▶ **Exercice proposé 1**
À partir du texte sur la fortune imposable en Suisse présenté ci-dessous, expliquez pourquoi l'impôt sur la fortune y est décrit comme une « jungle ».

▶ **Texte à lire**
INÉGALITÉS . Une analyse comparative de la statistique de la fortune imposable en Suisse confirme la formidable concentration des richesses à l’œuvre. Une taxation tout à fait supportable des patrimoines permettrait de récolter chaque année quelque 22,5 milliards pour les collectivités publiques.
Dans un numéro récent de Services Publics (1), nous avons soulevé la question de la concentration de la richesse en Suisse établie par les mensuels Bilanz et Bilan. Nous nous penchons aujourd’hui sur la statistique de la fortune imposable des personnes physiques, tenue par l’Administration fédérale des contributions (AFC). Comme les estimations de Bilanz et Bilan, les statistiques de l’AFC représentent une très forte sous-estimation de la réalité, mais pour des raisons différentes.
OPACITÉ STATISTIQUE. Les dernières statistiques de l’AFC disponibles sur la fortune datent de 2019. Il est plus facile, pour la statistique officielle, de publier des informations sur la protection des animaux (qui vont jusqu’en 2021) que sur la protection des humains (celles sur la fortune ont toujours quatre ans de retard).
UN IMPÔT QUI MÉNAGE LES RICHES. Précisons que l’impôt sur la fortune est réglementé par les Cantons, même s’il existe une loi-cadre fédérale, et qu’il est prélevé uniquement par les Cantons et les communes, selon une infinité de critères différents. Sur le plan cantonal, les barèmes peuvent varier du simple au sextuple, suivant les cas 2. Il s’agit d’une jungle permettant de dire sans fin que: «le voisin a des taux plus bas, il faut donc baisser ‘nos taux’; un dumping fiscal récurrent et légal en faveur des riches, qui se joue à 26 (demi-)cantons et 2136 communes – et que les autorités nomment «souveraineté fiscale»(3), voire parfois même «harmonisation fiscale» (4).

▶ **Exercice proposé 2**
Repérez dans la liste ci-dessous chaque ligne qui contient le mot « this » et recopiez-la.

▶ **Données extraites**

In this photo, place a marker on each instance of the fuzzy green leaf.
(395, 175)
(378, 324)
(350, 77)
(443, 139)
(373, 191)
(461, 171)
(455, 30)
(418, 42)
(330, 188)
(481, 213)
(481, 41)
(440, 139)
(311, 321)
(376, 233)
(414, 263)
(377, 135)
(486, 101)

▶ **Réponse 1**
Cet impôt est réglementé par les Cantons et prélevé uniquement par les Cantons et les communes, selon une infinité de critères différents. Sur le plan cantonal, les barèmes peuvent varier du simple au sextuple. Cette diversité permet de répéter sans fin que le voisin a des taux plus bas et qu'il faut donc baisser les siens, ce qui entretient un dumping fiscal récurrent et légal en faveur des riches.

▶ **Réponse 2**
In this photo, place a marker on each instance of the fuzzy green leaf.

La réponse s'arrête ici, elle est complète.